§ Task goal
Please turn the records below into a numbered list, beginning with the line that contains "For each instance of the blue blazer, set" and continuing through the last line of the records. Include only those lines, and omit any blank lines.
START
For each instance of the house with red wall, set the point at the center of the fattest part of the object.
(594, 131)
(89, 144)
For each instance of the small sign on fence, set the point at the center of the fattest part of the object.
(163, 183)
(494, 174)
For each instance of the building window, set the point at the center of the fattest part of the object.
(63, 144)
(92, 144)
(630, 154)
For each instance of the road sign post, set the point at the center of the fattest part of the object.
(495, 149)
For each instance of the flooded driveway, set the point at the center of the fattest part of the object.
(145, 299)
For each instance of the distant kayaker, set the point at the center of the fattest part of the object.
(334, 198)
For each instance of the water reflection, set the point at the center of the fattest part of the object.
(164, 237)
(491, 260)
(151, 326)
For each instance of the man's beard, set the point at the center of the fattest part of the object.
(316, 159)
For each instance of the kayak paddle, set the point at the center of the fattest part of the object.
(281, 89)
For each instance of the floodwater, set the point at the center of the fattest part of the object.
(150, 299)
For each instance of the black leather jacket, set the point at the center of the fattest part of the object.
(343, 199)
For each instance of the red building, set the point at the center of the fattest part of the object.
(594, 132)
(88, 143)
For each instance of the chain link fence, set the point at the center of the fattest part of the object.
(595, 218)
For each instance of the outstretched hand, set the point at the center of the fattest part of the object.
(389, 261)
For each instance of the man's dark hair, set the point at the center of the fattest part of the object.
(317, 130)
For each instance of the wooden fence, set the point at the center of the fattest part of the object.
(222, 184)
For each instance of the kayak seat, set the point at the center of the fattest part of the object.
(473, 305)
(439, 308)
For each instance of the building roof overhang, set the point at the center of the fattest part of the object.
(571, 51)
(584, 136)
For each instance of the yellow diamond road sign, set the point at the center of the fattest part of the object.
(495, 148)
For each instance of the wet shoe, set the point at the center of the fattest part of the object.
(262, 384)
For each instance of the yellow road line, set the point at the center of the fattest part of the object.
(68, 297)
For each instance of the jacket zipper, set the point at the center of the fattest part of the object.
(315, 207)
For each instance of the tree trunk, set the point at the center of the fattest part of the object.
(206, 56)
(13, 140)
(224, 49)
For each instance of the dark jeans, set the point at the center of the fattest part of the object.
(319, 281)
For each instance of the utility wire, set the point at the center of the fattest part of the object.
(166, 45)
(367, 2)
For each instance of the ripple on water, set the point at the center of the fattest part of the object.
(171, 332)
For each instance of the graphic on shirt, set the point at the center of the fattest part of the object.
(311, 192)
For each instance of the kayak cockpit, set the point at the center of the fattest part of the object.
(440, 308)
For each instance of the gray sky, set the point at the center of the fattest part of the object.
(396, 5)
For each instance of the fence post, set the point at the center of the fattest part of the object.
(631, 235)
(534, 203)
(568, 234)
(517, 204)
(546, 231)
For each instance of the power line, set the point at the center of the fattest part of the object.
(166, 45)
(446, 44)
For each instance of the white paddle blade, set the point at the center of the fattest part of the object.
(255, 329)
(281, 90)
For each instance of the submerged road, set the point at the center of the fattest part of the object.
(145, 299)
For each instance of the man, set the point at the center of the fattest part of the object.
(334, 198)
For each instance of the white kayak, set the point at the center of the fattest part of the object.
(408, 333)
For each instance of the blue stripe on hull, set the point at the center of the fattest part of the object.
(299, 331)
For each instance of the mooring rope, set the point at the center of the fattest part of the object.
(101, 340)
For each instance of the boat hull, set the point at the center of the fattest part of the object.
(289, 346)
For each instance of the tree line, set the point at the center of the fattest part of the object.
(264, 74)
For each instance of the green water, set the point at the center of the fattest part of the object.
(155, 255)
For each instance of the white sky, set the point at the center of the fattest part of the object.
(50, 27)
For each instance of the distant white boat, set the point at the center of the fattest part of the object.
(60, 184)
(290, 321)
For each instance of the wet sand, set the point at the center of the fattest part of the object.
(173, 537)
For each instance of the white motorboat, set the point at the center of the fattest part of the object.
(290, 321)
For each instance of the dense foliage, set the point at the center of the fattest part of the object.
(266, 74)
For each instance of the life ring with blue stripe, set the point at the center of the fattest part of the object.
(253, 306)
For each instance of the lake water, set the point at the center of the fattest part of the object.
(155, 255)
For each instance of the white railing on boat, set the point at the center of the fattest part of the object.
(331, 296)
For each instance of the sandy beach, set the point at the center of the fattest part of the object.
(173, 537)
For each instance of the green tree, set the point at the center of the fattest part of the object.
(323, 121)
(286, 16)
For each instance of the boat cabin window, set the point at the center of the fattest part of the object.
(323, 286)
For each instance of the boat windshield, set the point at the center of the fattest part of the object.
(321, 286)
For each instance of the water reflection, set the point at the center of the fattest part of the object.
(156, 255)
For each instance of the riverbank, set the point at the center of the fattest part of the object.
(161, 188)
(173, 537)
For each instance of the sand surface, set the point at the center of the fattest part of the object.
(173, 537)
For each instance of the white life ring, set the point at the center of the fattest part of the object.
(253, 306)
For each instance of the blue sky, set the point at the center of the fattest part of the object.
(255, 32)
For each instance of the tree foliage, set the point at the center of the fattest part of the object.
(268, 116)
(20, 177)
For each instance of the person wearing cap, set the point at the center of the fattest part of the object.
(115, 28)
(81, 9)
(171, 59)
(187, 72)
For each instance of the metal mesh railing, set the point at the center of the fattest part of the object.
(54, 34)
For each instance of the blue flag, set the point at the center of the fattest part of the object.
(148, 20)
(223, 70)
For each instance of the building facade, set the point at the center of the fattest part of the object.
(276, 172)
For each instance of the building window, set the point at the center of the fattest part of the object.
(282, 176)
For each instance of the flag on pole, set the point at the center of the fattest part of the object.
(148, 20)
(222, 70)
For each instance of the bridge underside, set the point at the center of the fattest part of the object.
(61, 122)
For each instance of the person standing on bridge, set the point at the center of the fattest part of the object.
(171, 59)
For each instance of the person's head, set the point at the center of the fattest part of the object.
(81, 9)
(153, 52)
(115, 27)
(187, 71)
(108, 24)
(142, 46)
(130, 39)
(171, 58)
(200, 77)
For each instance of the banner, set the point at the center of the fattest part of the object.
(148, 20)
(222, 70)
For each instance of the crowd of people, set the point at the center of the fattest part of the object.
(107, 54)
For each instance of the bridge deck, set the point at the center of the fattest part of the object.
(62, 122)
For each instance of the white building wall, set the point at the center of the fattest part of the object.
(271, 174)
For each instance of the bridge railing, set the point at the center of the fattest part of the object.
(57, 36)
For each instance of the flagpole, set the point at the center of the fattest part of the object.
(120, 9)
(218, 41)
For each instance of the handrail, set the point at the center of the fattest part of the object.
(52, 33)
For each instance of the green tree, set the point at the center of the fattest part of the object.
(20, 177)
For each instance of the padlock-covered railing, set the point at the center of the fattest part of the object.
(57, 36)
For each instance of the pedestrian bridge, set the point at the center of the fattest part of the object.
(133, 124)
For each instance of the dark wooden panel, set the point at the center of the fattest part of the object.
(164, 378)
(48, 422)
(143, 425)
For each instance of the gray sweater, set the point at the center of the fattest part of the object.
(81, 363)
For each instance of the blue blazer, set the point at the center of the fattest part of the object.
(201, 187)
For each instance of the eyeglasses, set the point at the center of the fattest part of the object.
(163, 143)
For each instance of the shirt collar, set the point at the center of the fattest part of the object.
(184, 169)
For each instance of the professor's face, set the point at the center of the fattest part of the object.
END
§ Solution
1. For each instance of the blue blazer, set the point at the center of the fattest part of the object.
2. (201, 187)
3. For each instance of the eyeglasses, set the point at the center of the fattest part of the object.
4. (163, 143)
5. For each instance of the shirt collar, set the point at the center of the fattest part of the object.
6. (184, 169)
7. For each instance of the professor's face, set the point at the center of the fattest part of the object.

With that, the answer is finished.